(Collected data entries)
---

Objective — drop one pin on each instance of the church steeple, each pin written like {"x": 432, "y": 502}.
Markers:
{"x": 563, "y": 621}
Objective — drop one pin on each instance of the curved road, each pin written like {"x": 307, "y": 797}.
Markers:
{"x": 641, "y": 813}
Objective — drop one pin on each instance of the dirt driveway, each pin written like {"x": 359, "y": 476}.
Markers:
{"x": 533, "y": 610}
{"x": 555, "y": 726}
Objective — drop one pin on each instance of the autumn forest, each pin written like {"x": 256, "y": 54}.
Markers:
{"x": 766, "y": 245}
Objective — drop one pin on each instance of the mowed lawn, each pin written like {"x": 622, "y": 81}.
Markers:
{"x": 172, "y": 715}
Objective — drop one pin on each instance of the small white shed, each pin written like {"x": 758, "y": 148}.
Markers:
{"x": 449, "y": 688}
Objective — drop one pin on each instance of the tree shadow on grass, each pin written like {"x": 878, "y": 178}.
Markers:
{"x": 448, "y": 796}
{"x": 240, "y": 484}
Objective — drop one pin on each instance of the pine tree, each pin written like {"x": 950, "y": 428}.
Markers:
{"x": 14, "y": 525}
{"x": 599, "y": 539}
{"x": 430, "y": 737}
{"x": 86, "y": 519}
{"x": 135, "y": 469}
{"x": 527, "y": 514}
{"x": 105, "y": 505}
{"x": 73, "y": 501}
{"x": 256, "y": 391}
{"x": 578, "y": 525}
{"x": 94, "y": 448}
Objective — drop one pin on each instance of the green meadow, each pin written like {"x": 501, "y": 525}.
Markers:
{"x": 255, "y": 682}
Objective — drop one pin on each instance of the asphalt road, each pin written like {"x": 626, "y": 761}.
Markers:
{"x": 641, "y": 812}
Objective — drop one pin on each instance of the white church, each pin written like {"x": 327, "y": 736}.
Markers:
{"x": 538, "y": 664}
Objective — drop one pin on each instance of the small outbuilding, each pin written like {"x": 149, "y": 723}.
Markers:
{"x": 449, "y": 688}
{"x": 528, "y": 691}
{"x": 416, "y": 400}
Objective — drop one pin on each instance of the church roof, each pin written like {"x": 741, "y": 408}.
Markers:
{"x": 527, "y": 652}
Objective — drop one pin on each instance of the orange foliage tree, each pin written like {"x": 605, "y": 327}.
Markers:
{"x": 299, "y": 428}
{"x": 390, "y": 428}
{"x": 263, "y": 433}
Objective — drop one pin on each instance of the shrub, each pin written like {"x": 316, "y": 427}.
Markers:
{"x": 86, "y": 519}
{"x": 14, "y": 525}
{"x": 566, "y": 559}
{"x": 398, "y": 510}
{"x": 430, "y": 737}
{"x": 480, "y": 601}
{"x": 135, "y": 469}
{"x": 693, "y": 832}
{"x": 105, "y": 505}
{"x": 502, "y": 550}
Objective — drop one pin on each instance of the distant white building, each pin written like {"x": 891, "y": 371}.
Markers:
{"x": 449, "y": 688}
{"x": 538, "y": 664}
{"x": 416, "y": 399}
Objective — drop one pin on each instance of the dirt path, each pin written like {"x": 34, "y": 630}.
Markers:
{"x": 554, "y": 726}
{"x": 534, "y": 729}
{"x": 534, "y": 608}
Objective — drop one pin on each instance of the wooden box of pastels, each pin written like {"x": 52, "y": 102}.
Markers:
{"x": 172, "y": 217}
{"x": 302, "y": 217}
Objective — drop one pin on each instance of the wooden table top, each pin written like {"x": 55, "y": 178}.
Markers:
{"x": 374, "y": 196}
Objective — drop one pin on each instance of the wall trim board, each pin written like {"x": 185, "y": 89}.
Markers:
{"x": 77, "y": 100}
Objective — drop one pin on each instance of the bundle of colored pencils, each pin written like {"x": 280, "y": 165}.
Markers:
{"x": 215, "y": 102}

---

Reproduce all of the data above line for line, without changing a single character.

Objective — drop one pin on each instance of the church steeple, each pin written like {"x": 432, "y": 502}.
Markers:
{"x": 563, "y": 621}
Objective — drop one pin on each instance of the curved road, each pin written like {"x": 307, "y": 797}.
Markers:
{"x": 641, "y": 813}
Objective — drop one pin on each instance of the dirt driveway, each pin written like {"x": 359, "y": 476}.
Markers:
{"x": 533, "y": 610}
{"x": 555, "y": 726}
Objective — drop one pin on each instance of the autumn forest, each pin written like {"x": 256, "y": 54}.
Markers:
{"x": 766, "y": 245}
Objective — drop one pin on each instance of the mowed lawn, each pin written like {"x": 622, "y": 81}.
Markers:
{"x": 172, "y": 715}
Objective — drop one pin on each instance of the small white shed, each pin written like {"x": 758, "y": 148}.
Markers:
{"x": 449, "y": 688}
Objective — drop one pin on each instance of the tree shadow on grass, each pin written like {"x": 878, "y": 178}.
Markers:
{"x": 448, "y": 796}
{"x": 240, "y": 484}
Objective — drop one pin on each instance of the pine tree, each pin written like {"x": 950, "y": 428}.
Markers:
{"x": 14, "y": 525}
{"x": 599, "y": 539}
{"x": 430, "y": 737}
{"x": 86, "y": 519}
{"x": 135, "y": 469}
{"x": 527, "y": 514}
{"x": 105, "y": 505}
{"x": 73, "y": 501}
{"x": 256, "y": 391}
{"x": 578, "y": 525}
{"x": 94, "y": 448}
Objective — drop one pin on each instance of the green meadow, each pin written like {"x": 501, "y": 525}.
Markers:
{"x": 255, "y": 682}
Objective — drop one pin on each instance of the asphalt road, each pin written like {"x": 626, "y": 761}.
Markers:
{"x": 641, "y": 812}
Objective — drop one pin on each instance of the white church, each pin written like {"x": 327, "y": 736}.
Markers:
{"x": 538, "y": 664}
Objective — drop one pin on each instance of the small outbuilding, each pin written like {"x": 149, "y": 723}.
Markers:
{"x": 449, "y": 688}
{"x": 528, "y": 691}
{"x": 416, "y": 400}
Objective — drop one pin on each instance of the church roof, each pin written like {"x": 741, "y": 408}.
Markers:
{"x": 527, "y": 652}
Objective — drop one pin on each instance of the orange foliage tree, each pin written like {"x": 605, "y": 327}.
Markers:
{"x": 299, "y": 428}
{"x": 390, "y": 428}
{"x": 263, "y": 433}
Objective — drop one pin on each instance of the shrub, each pin written like {"x": 316, "y": 427}.
Markers:
{"x": 86, "y": 519}
{"x": 14, "y": 525}
{"x": 566, "y": 559}
{"x": 398, "y": 510}
{"x": 430, "y": 737}
{"x": 480, "y": 601}
{"x": 135, "y": 469}
{"x": 693, "y": 832}
{"x": 105, "y": 505}
{"x": 502, "y": 550}
Objective — drop one pin on each instance of the distant white building, each pin written like {"x": 891, "y": 371}.
Markers:
{"x": 449, "y": 688}
{"x": 538, "y": 664}
{"x": 416, "y": 399}
Objective — drop one pin on each instance of the dirt path, each pin written like {"x": 34, "y": 630}.
Markers:
{"x": 554, "y": 726}
{"x": 534, "y": 729}
{"x": 534, "y": 608}
Objective — drop one pin on each instance of the wooden box of pastels, each pin written like {"x": 52, "y": 102}.
Markers:
{"x": 172, "y": 217}
{"x": 302, "y": 217}
Objective — drop one pin on each instance of the wooden table top, each pin written like {"x": 55, "y": 178}.
Markers:
{"x": 374, "y": 196}
Objective — drop one pin on each instance of the wall trim board, each pin written like {"x": 185, "y": 89}.
Markers:
{"x": 77, "y": 100}
Objective — drop one pin on each instance of the bundle of colored pencils, each pin written like {"x": 280, "y": 165}.
Markers:
{"x": 215, "y": 102}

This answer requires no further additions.